## Start
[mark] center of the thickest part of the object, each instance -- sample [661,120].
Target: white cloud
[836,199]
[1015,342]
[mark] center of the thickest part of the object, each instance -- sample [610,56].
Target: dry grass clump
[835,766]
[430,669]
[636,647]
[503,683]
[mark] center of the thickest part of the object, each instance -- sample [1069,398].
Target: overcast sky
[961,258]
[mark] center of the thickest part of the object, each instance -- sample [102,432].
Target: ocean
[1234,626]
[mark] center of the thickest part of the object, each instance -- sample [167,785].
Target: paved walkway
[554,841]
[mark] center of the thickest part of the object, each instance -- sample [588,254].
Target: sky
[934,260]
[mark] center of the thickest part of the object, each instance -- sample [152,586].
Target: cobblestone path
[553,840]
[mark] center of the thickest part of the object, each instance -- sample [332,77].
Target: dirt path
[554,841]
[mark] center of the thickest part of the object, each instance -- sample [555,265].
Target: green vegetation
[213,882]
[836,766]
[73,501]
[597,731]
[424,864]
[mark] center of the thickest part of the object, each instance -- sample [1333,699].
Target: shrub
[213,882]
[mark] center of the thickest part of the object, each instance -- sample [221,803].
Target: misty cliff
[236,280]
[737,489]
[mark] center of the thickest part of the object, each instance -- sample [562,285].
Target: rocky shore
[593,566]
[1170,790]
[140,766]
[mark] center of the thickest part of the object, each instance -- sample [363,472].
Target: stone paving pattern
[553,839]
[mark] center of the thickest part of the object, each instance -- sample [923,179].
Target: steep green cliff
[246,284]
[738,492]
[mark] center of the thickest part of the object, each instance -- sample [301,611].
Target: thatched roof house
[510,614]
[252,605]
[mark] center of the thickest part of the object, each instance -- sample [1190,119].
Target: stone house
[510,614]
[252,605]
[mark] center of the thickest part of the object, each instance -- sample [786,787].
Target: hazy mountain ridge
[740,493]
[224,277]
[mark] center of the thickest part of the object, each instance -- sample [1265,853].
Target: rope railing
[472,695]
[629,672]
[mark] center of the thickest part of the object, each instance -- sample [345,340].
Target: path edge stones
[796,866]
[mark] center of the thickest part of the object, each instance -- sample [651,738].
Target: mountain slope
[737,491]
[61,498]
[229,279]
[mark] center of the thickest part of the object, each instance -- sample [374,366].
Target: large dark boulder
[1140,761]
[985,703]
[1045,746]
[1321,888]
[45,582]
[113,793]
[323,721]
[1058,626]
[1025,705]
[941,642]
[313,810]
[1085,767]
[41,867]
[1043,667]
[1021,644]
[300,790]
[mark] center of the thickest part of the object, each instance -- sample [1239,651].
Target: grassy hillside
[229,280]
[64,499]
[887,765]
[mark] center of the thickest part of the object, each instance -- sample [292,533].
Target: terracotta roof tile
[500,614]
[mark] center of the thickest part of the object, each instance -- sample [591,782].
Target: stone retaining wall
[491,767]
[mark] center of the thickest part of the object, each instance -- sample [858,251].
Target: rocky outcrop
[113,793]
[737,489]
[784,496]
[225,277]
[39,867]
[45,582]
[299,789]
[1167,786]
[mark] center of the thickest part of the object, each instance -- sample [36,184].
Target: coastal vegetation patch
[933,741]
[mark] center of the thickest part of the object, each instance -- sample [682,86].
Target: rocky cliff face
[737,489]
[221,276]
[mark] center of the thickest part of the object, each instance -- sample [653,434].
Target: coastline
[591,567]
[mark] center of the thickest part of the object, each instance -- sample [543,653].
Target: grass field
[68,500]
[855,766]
## End
- Given request: Add -6 to every number in the answer coordinates from the line with "-- sample [591,782]." through the end of the material, both ends included, and write out all of those lines again, every line kept and nothing else changed.

- Response for this exercise:
[mark] center of the thickest part of the object, each instance -- sample [591,782].
Target: stone retaining wall
[485,761]
[mark] center of the thickest part of the object, each instance -- sample [858,251].
Target: rocky outcrop
[107,787]
[731,483]
[778,490]
[219,271]
[33,861]
[39,576]
[293,783]
[1161,780]
[mark] center of the thickest part of the object, each instance -- sample [36,184].
Target: coastal vegetation patch
[927,735]
[mark] center of the thickest part of the object, each instance -- sample [682,86].
Target: rocky cliff face
[731,483]
[215,270]
[mark] center of the thickest part of the object, each instance -- sample [653,434].
Target: coastline
[585,561]
[mark] center of the thickest part of the object, each instance -- sample [543,653].
Target: grass field
[62,494]
[849,760]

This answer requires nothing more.